Challenge ▸
Say whether each statement agrees with the post below on Canada's federal election, answering yes or no and quoting the post's deciding words: (a) The writer intends to vote for the Liberals. (b) Harper's party won a majority last time with 39% of the popular vote. (c) The writer calls this election campaign the longest ever.

Document section ▸

▼

Voting didn’t feel like enough this time

There’s a federal election in Canada tomorrow. I’ve always been very interested in politics, but this time around I feel more invested than ever before. Specifically, I want Harper out, with extreme prejudice. (If you don’t follow Canadian politics and aren’t sure what a politician could do to inspire such hatred, this recent Guardian article is a great place to start).

Things are scarily close, though, and there’s a very real danger that the centre and left could split the vote again (Harper got a majority government last time with 39% of the popular vote on a 60% voter turn-out – i.e. less than a quarter of eligible voters chose his party. Hopefully we’ll end up with a government that wants to explore electoral reform). I’m nervous and antsy, and have been so throughout this entire (longest ever) election campaign.

I always knew I was going to vote for the New Democratic Party (NDP). I overlap with them, the Liberals, and the Greens on various issues, but the NDP are the best overall match to my values (as depicted by my answers to this year’s Vote Compass survey).

▲

Records from a data collection
▼

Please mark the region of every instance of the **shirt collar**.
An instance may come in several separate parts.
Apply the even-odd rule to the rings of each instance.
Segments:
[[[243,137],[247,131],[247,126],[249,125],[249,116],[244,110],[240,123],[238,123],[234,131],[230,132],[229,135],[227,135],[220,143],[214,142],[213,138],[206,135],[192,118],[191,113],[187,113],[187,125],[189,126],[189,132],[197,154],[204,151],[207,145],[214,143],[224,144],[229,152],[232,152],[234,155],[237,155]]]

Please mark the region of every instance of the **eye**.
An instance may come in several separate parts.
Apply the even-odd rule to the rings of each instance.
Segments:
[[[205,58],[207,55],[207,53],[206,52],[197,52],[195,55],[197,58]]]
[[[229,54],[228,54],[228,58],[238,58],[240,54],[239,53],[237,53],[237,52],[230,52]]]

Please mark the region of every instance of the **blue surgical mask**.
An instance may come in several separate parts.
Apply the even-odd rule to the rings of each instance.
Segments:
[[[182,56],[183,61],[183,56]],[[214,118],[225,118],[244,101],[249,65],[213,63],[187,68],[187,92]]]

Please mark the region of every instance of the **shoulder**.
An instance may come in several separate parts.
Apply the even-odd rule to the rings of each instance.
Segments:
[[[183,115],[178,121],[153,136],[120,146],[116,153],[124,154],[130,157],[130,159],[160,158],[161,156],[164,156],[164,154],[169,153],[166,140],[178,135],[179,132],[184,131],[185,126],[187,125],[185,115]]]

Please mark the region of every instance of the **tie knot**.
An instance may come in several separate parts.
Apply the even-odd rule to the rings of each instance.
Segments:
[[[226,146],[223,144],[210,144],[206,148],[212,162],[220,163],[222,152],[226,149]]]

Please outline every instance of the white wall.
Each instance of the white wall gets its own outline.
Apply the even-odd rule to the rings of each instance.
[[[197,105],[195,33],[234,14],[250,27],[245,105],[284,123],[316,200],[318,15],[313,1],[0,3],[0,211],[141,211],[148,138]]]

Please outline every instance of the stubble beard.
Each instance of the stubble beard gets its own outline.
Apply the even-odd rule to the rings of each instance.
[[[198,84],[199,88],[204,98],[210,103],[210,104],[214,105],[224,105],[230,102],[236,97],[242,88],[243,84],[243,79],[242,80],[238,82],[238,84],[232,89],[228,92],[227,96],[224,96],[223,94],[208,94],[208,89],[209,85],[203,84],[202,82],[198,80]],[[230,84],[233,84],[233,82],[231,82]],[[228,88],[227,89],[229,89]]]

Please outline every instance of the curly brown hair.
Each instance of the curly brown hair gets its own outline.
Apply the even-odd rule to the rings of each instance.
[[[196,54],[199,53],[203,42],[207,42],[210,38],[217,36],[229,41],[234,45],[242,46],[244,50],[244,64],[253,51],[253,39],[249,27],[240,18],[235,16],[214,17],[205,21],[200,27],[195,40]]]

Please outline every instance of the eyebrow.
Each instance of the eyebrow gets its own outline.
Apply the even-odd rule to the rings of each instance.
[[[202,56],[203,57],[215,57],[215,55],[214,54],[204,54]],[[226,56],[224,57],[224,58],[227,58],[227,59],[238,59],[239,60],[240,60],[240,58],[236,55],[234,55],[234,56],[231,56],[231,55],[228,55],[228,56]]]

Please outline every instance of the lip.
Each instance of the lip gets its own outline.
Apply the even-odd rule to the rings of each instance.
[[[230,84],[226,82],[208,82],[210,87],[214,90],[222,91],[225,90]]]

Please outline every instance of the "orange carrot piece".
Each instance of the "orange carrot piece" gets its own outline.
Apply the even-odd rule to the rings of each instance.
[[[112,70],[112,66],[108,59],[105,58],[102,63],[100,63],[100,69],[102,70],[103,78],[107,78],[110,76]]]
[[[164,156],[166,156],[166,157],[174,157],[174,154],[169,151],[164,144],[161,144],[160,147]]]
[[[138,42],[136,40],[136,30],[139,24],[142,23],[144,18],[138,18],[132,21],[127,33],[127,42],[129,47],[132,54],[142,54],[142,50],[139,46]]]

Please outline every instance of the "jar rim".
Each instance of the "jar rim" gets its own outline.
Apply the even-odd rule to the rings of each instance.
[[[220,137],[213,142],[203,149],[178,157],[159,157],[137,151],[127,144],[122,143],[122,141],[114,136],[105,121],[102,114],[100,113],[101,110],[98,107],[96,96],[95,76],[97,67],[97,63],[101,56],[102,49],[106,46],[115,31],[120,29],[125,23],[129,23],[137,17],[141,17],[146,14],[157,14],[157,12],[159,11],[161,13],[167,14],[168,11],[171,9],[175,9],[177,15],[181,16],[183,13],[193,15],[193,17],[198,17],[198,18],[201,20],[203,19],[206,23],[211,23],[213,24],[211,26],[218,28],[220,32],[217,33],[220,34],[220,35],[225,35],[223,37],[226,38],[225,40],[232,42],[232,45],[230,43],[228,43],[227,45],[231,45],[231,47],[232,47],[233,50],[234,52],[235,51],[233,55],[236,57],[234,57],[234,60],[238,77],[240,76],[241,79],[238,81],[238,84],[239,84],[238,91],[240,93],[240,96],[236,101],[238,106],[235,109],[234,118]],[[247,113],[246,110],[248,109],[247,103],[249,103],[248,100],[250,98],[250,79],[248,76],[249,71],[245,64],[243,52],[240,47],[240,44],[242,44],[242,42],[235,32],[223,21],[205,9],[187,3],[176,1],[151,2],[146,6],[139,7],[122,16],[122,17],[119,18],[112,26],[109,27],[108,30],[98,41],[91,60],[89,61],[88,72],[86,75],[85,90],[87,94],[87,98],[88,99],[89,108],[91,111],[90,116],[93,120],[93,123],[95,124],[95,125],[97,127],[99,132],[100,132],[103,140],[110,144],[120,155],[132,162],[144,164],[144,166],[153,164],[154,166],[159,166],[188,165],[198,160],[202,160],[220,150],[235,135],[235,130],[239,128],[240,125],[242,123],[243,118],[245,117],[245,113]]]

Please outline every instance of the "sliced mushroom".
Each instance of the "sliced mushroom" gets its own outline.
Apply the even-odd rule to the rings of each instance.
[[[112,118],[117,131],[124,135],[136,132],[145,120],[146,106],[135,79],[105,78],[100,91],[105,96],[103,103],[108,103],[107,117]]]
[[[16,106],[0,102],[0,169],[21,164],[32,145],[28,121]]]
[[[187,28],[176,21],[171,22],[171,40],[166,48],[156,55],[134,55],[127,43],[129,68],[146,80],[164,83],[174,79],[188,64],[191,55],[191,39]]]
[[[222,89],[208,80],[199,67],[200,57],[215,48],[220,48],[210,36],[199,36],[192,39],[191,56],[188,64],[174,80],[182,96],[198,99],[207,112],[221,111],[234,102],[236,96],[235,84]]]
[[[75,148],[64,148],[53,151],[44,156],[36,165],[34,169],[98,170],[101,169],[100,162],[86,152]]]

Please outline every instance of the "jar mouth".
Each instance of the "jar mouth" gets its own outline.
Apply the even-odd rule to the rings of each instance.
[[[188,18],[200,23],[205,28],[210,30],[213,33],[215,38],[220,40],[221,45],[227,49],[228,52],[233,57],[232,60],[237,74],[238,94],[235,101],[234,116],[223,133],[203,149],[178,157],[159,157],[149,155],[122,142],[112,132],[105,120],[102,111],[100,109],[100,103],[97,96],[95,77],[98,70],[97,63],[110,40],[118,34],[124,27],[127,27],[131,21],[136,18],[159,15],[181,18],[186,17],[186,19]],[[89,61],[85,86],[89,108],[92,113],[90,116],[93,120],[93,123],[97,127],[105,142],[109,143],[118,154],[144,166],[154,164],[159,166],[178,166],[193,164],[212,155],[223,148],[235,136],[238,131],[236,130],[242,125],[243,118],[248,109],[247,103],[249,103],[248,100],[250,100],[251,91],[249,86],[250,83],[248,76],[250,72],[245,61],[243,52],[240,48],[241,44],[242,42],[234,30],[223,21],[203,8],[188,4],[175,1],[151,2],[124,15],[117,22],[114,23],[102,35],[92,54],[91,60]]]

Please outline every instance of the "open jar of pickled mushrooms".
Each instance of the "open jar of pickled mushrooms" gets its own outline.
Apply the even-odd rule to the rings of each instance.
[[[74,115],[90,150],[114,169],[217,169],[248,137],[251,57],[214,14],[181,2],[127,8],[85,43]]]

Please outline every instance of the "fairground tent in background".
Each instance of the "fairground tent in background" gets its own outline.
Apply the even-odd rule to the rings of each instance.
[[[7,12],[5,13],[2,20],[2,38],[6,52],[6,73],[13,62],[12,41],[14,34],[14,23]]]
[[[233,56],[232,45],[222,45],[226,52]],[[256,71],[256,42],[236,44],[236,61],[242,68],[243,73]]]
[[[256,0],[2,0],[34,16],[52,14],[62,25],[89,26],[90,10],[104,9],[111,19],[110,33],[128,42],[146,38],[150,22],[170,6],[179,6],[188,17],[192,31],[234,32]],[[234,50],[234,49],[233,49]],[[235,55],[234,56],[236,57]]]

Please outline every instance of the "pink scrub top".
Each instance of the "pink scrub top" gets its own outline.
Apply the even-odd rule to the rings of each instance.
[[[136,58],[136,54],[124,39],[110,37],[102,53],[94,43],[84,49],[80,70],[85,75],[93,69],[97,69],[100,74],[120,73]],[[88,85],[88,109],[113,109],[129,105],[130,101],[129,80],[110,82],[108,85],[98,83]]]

▲

Result ▸
(a) No: "I always knew I was going to vote for the New Democratic Party (NDP)."
(b) Yes: "Harper got a majority government last time with 39% of the popular vote"
(c) Yes: "this entire (longest ever) election campaign"